## Work item
Print the line that contains "of the green" and every line that follows it in the data below, ending with the final line; include nothing else.

_____

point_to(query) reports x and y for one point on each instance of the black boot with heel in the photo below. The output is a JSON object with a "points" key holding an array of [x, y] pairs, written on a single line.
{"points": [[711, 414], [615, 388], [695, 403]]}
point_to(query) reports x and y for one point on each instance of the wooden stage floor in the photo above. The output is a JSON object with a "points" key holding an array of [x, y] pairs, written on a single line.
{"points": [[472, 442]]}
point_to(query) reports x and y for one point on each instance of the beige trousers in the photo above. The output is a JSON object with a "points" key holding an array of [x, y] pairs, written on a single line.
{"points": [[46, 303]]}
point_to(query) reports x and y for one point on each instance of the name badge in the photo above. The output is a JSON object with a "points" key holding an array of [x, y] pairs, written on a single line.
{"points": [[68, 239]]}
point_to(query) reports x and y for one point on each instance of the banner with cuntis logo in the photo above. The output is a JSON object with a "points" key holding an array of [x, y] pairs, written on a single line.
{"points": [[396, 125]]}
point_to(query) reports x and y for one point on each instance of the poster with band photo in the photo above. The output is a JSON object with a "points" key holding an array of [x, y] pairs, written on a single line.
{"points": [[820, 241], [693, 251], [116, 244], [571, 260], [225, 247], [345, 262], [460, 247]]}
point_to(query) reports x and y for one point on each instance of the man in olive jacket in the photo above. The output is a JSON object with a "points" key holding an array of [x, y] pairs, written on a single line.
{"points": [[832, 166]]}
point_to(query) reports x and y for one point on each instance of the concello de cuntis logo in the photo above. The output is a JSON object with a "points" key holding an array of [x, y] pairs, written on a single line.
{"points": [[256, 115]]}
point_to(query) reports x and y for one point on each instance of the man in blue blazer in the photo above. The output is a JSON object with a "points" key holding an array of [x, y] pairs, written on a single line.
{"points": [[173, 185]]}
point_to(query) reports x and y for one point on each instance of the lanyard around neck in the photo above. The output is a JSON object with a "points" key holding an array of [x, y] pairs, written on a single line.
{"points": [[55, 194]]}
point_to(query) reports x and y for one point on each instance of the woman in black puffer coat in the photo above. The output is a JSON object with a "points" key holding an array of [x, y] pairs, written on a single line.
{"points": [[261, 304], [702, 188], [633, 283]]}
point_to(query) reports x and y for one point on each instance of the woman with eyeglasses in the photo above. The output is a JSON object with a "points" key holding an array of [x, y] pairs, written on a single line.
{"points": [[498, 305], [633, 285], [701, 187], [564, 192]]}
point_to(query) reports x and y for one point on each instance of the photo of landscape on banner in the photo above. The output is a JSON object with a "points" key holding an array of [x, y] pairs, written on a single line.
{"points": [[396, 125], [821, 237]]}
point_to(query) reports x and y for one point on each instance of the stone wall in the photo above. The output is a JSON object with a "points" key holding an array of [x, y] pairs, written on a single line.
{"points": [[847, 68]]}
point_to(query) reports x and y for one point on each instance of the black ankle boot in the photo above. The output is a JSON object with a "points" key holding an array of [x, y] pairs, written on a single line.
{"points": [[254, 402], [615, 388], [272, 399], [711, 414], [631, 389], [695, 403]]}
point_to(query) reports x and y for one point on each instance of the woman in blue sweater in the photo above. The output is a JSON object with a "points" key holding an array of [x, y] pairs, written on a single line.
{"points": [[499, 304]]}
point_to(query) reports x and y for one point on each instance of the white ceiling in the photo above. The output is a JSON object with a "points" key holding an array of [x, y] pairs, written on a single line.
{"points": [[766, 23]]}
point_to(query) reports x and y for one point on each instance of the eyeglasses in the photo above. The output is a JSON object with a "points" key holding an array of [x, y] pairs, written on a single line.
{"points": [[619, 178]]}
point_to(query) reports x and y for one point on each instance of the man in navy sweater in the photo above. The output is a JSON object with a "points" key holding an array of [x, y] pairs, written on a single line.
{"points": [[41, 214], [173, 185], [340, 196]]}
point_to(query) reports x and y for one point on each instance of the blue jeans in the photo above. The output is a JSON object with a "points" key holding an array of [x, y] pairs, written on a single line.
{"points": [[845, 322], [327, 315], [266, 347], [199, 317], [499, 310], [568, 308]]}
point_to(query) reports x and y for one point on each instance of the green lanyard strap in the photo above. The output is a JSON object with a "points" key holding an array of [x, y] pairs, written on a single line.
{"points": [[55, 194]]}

_____

## Response area
point_to(query) reports x and y for one point on each instance of the green lanyard strap in the photo above. The output is a JSON object with a "points" key holding an array of [x, y] pairs, written on a single line.
{"points": [[55, 194]]}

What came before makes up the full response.